_Text block_

□ □ □ □

Accretion (protoplanet)
Accretion (melting of the core)
Accretion (magma ocean)
Accretion (differentiation)

An interior made up of different layers

You might think that the planets with a solid surface that are revolving around the Sun—like Mercury, Venus, the Earth or Mars—are homogeneous rocky globes, but they are not. If we could cut one of them in two with a giant planetary-scale knife, we would discover something rather like a peach. The first thin, velvety layer of a peach is its skin. If we keep cutting, we find a thicker layer of flesh surrounding a hard stone in the middle. The structure of telluric planets is not that different. The very thin surface layer is known as the crust. Underneath lies a much thicker, hotter layer known as the mantle. In the centre there is a core which can be solid, liquid, or both.

Obviously it is not possible to cut a planet in two like we can with fruit. So how do we know what is hidden deep within our planet? The deepest borehole on Earth, drilled in Russia’s Kola Peninsula, reached a respectable depth of 12,262 metres, or around 12 kilometres. However, the Earth’s average diameter is 12,742 kilometres! The Kola borehole only penetrated 0.2% of the Earth’s globe, and did not even manage to get through the continental crust, which is between 15 and 80 kilometres thick. Despite all our efforts, humans have only managed to slightly scratch the Earth’s surface.

However, geophysicists have a powerful investigation technique that has allowed them over several decades to explore the Earth’s interior and understand its structure. This technique is known as seismology.

Seismology, shedding light on the internal structure of a planet

Whenever a seismic wave changes compartment—for instance when it moves from the crust to the mantle, or from the mantle to the core—part of its energy is transferred from one compartment to the next (this part is known as the transmitted wave), while another part “bounces off” the boundary between them (this part is known as the reflected wave). The respective proportions of these two types of wave depend on the contrast in structure between the two compartments, and are used to identify their boundaries, or “interfaces”.

Likewise, if there are any discontinuities within a given compartment, i.e. if the compartment is not completely uniform, the seismic waves will be similarly affected. Again, geophysicists can determine the structure of a given compartment. They may, for example, reveal stratifications within the crust or anomalies in the mantle. Today, the progress made in geophysics on Earth has been so great that we can now acquire images of the planet’s interior, rather like ultrasound scans. 

The Earth’s internal structure

By observing over the decades how seismic waves naturally generated by earthquakes are propagated through the planet, geophysicists first discovered the existence of the three main envelopes mentioned above: the crust, the mantle and the core. They went on to obtain a very detailed view of the Earth’s interior.

At the surface lies the crust, which may be oceanic or continental. The oceanic crust, mainly composed of basalt rock overlaid by sediments forming the ocean floor, is relatively thin, averaging some 6 to 11 kilometres. However, the continental crust—which forms the skeleton of land masses—is made of granite and is much thicker, ranging from 15 to 80 kilometres under mountain ranges, though the average is 30 kilometres.

Next comes the mantle, which is separated from the crust by a discontinuity discovered in 1909 by Andrija Mohorovicic, a pioneer of seismology. Indeed, the discontinuity is now commonly known as the Moho in his honour. The Earth’s mantle is an invisible yet immense portion of the Earth in terms of volume, because it extends downwards some 2,900 kilometres before meeting the core. It comprises two distinct regions: the upper mantle, which is up to 660 kilometres deep, and the lower mantle, even deeper.

□ □ □ □

_Goal of the exercise_
Pick up the text on planetary interiors right after its last sentence and continue it. You won't need the data for anything here.

□ □ □ □

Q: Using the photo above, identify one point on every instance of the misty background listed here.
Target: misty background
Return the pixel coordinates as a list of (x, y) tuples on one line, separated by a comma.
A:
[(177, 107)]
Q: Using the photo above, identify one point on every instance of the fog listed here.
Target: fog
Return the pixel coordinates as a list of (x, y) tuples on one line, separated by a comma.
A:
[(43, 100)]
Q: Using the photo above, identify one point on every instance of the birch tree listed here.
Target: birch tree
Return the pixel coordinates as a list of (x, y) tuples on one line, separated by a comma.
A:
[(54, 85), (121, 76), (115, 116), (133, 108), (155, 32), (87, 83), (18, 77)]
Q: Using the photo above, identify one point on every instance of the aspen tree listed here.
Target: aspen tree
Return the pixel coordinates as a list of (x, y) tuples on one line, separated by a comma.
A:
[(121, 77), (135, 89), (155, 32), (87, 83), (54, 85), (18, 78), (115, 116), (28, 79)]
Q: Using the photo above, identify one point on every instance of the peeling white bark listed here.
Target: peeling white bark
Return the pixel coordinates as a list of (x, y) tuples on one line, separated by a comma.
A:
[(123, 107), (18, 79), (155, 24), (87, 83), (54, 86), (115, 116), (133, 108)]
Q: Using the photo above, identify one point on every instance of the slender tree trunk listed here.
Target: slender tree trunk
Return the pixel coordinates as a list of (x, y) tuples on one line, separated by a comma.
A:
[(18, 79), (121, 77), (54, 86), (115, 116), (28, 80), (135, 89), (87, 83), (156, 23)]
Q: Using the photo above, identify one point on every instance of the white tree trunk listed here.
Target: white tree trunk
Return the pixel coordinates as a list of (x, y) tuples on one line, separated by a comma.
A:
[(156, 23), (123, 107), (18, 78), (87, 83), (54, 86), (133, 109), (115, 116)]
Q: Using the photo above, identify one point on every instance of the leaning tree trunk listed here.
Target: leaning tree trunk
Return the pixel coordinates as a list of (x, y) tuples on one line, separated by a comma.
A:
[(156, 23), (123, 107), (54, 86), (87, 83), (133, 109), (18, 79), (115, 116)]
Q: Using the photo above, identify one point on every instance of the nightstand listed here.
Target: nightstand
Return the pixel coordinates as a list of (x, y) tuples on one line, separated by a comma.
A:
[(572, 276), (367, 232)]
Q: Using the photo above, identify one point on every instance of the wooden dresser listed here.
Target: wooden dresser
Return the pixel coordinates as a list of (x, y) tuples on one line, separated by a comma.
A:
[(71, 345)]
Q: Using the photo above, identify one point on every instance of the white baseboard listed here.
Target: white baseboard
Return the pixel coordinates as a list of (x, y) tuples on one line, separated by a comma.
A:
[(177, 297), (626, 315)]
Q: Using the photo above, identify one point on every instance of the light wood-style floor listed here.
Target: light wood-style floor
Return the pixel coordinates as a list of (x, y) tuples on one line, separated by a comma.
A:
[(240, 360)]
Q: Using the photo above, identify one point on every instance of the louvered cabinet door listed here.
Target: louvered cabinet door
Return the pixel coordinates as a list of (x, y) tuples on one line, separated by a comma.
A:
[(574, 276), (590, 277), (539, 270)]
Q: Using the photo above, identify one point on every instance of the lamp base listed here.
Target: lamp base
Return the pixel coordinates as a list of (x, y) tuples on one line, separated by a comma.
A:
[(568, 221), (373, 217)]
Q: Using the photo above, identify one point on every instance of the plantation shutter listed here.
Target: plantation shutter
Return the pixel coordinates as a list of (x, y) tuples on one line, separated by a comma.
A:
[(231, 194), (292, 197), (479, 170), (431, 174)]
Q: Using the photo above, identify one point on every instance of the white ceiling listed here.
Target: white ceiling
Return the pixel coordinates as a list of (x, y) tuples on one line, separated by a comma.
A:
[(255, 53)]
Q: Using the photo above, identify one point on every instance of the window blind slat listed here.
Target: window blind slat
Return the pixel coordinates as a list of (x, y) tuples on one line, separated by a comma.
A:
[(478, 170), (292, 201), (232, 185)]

□ □ □ □

_Result for this exercise_
The upper mantle is itself divided into two compartments: a solid, brittle part attached to the crust and forming with it the famous moving lithospheric (or “tectonic”) plates, and a malleable part extending down as far as the lower mantle and able to be deformed. Composed of olivine-rich rocks, the Earth’s upper mantle moves under the influence of convection, participating in the movement of the lithospheric plates it carries on its back.

In the lower mantle, pressure and temperature—which increase with depth—cause modifications in the crystalline structure of minerals that geophysicists call a phase change. One of the biggest phase changes occurs at a depth of 670 kilometres, defined as the limit between the upper and the lower mantle. Here, the olivine becomes denser, transforming into perovskite. This change has major consequences, especially on viscosity, which is a parameter that greatly influences the ease with which matter can move (water, for example, has almost no viscosity compared to honey, which does not flow so easily but still remains more fluid than toothpaste).

The Earth’s internal structure (© Adobe Stock).The Earth’s internal structure: our planet is divided up into three envelopes: the crust, the mantle and the core. The Earth’s core is liquid on the outside (the outer core) and solid on the inside (the inner core) (© Adobe Stock).

Below the mantle is the core, separated from the mantle by the Gutenberg discontinuity. With an average radius of 3,470 kilometres, the core is also composed of two parts. The outer, liquid, part extends between 2,900 and 5,100 kilometres deep, where the Lehmann discontinuity lies. This boundary separates the liquid outer core from the solid inner core, which is what really lies at the heart of our planet, some 5,100 to 6,371 kilometres below the surface.

Formation of the planet’s internal structure: accretion and differentiation

To better understand the composition and properties of the compartments making up planets, we need to go back to the way they are formed. They acquire their internal structure very early on, during a process known as differentiation, certain aspects of which remain a mystery.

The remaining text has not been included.